### ASSIGNMENT
Return each line, exactly as given, from the one containing "the rocky shoreline" through the end of the entries below, and skip the rest.
*** Opening RECORDED DATA ***
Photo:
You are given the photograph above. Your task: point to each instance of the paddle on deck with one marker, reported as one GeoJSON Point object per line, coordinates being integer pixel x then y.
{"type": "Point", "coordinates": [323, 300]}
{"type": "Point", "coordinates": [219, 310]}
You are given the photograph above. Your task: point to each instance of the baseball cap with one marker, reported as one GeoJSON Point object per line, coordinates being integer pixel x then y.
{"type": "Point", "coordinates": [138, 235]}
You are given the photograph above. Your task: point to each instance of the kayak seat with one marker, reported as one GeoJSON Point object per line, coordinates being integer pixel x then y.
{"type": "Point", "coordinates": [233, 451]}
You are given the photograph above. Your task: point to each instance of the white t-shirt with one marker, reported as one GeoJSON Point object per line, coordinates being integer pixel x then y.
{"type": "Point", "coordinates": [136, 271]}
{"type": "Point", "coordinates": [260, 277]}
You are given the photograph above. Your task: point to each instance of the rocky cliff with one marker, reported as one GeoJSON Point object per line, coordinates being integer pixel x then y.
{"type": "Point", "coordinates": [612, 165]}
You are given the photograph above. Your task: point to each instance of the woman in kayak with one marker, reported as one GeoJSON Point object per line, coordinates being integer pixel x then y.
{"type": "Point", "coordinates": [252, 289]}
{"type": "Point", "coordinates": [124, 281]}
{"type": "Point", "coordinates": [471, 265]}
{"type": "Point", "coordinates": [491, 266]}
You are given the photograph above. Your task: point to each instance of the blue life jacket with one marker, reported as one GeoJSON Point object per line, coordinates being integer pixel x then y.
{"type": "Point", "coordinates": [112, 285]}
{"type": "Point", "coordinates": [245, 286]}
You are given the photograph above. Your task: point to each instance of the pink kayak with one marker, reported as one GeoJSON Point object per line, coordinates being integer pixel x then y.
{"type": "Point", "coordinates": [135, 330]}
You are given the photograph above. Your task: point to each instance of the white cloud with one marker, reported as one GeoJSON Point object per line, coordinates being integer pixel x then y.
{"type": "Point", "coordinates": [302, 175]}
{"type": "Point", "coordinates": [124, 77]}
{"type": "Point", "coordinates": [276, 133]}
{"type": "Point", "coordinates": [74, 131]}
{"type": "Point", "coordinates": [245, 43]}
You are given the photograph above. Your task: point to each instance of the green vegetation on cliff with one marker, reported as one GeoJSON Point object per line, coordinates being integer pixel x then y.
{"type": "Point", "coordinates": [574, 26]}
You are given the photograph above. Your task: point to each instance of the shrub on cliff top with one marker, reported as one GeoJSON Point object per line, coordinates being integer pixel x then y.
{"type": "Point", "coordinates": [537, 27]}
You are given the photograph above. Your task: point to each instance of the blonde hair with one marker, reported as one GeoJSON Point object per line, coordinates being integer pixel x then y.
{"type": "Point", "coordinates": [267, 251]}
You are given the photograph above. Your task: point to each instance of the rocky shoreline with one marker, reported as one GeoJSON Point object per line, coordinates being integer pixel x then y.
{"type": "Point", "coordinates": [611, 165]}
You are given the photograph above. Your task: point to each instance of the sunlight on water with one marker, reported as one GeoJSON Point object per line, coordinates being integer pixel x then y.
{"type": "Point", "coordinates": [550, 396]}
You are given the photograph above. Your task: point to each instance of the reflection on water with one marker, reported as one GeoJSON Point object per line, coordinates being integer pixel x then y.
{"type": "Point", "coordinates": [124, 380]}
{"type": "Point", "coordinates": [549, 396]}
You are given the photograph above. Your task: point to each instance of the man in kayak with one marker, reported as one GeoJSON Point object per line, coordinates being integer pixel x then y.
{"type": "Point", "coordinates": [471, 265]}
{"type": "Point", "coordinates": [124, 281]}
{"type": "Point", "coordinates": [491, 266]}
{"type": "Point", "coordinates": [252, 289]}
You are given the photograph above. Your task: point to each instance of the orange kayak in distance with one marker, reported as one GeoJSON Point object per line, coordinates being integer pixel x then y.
*** Closing RECORDED DATA ***
### COMPLETED EXERCISE
You are given the photograph above. Your task: point to each instance of the rocky shoreline with one marker, reported as one GeoJSON Point object per line, coordinates being integer pixel x then y.
{"type": "Point", "coordinates": [611, 165]}
You are given the photograph above. Your task: point to each instance of the sunlight on water with one marker, reported as one GeoJSON Point object per line, coordinates being integer pixel x then y.
{"type": "Point", "coordinates": [550, 396]}
You are given the photograph above. Your task: point to each instance of the reflection on water with one marker, reported as one GeoJSON Point object per line, coordinates being integer pixel x then y.
{"type": "Point", "coordinates": [124, 380]}
{"type": "Point", "coordinates": [549, 396]}
You are given the photograph above. Your task: point to each instance of the man in kayak with one marker, reported as one GeoJSON Point object per line, coordinates being integer pixel x then y.
{"type": "Point", "coordinates": [471, 265]}
{"type": "Point", "coordinates": [124, 281]}
{"type": "Point", "coordinates": [491, 266]}
{"type": "Point", "coordinates": [252, 289]}
You are given the photograph above. Your task: point to each instance of the orange kayak in distance with one marker, reported as one GeoJSON Point object per line, coordinates being integer pixel x then y.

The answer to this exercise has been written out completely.